# [WORK INSTRUCTIONS]
Everything in the listing below has to be repeated exactly, except the pictures.

--- --- ---

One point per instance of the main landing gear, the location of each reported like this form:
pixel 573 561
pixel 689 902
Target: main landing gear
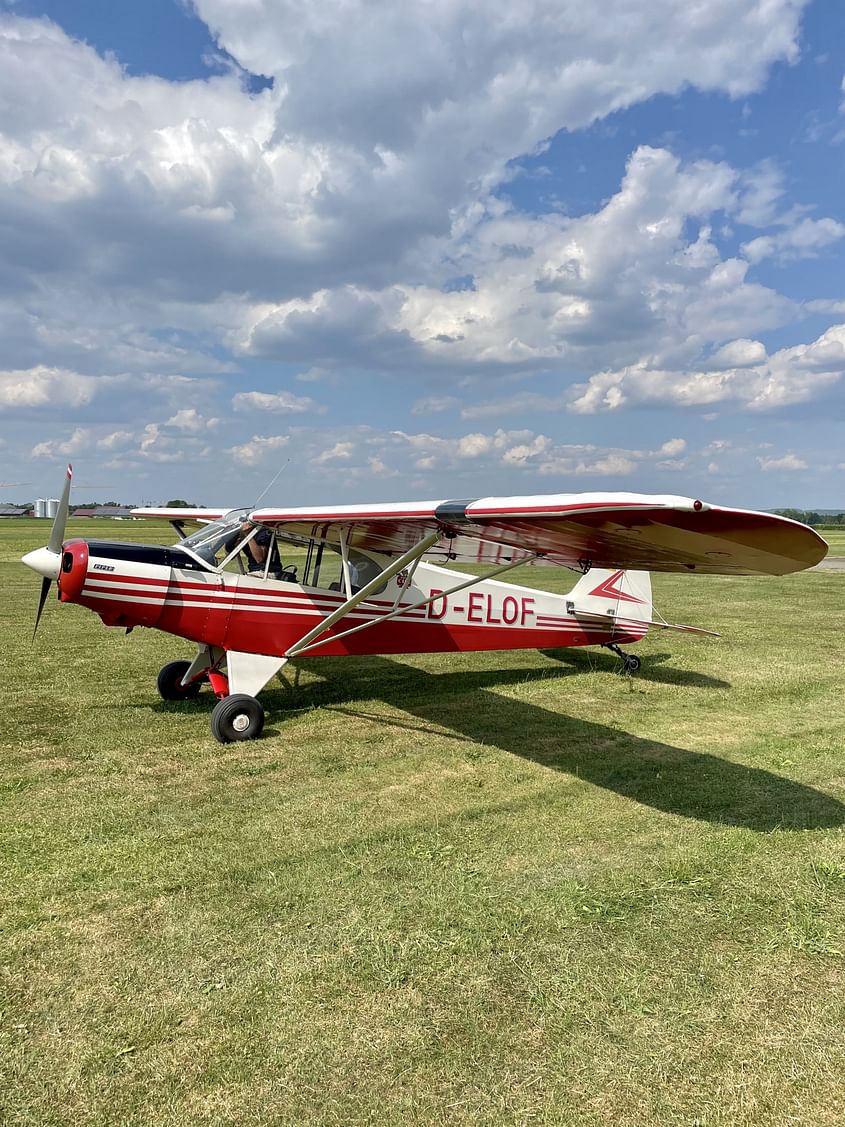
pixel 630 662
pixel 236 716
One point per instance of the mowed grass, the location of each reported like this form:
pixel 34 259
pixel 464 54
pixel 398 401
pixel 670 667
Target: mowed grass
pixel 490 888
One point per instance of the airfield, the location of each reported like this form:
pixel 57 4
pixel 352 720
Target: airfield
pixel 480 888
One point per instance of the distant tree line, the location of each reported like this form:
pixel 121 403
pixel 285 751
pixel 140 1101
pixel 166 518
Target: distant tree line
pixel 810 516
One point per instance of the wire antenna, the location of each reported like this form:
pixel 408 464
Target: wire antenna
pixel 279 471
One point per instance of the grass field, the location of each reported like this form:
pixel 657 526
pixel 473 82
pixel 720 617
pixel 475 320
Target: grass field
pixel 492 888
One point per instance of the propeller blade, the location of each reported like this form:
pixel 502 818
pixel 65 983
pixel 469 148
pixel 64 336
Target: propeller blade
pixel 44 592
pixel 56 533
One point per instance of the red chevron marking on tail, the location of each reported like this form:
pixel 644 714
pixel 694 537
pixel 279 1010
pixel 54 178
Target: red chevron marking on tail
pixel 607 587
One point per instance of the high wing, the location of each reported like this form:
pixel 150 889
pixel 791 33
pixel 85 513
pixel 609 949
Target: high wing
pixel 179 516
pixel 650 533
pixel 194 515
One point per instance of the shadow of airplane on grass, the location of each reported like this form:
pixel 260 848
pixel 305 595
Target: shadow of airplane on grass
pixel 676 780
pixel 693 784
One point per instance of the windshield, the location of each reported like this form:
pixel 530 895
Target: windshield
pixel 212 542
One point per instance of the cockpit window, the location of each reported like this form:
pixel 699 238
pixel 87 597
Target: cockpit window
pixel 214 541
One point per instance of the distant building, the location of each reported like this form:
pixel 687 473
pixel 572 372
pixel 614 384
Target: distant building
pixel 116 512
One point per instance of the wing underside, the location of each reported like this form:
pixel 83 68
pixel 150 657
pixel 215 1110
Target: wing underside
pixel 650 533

--- --- ---

# [ANSWER SPACE]
One point per instance of the main landing gear, the location of each reported like this form:
pixel 573 561
pixel 689 902
Target: main landing gear
pixel 630 662
pixel 236 716
One point per instance of the mowed grass, the location of each reported like this form:
pixel 34 259
pixel 464 54
pixel 398 401
pixel 670 667
Target: mowed grass
pixel 490 888
One point per instance of the airfield, the location of each reported like this form:
pixel 57 4
pixel 352 720
Target: airfield
pixel 480 888
One point per instance of the distant tree line, the location of each reported like this form:
pixel 121 403
pixel 285 751
pixel 140 1101
pixel 166 518
Target: distant tree line
pixel 810 516
One point per instance of the wire antenna, the location of each reported like this form:
pixel 408 464
Target: wire antenna
pixel 279 471
One point per instance of the grass field, the location of each reported like this form:
pixel 657 526
pixel 473 82
pixel 720 617
pixel 475 320
Target: grass field
pixel 492 888
One point per instance of the propeller blade, the location of each reported like this form:
pixel 502 818
pixel 65 983
pixel 469 148
pixel 64 336
Target: propeller blade
pixel 44 592
pixel 56 533
One point per instance of the red chevron marking on tail, the location of each reported like this form:
pixel 644 714
pixel 694 537
pixel 279 1010
pixel 54 178
Target: red chevron marking on tail
pixel 607 587
One point per instance of the high wing, the location of each reported like this form:
pixel 150 889
pixel 791 33
pixel 85 513
pixel 609 949
Target: high wing
pixel 179 516
pixel 650 533
pixel 194 515
One point per instance of the shadow of airplane on grass, the location of each reported like this form:
pixel 260 848
pixel 305 595
Target: shadow of airplane on grass
pixel 676 780
pixel 693 784
One point per instance of the windshield, the location of each reported like this form:
pixel 530 895
Target: windshield
pixel 212 542
One point per instance of the cockpit window, the location of each reported like this form:
pixel 699 238
pixel 87 597
Target: cockpit window
pixel 214 541
One point per instance of the distant building, the location of each reported like this form:
pixel 687 473
pixel 572 372
pixel 614 384
Target: distant building
pixel 116 512
One point per instance of the wing underside, the location of each reported like this form:
pixel 83 68
pixel 150 657
pixel 215 1110
Target: wing underside
pixel 650 533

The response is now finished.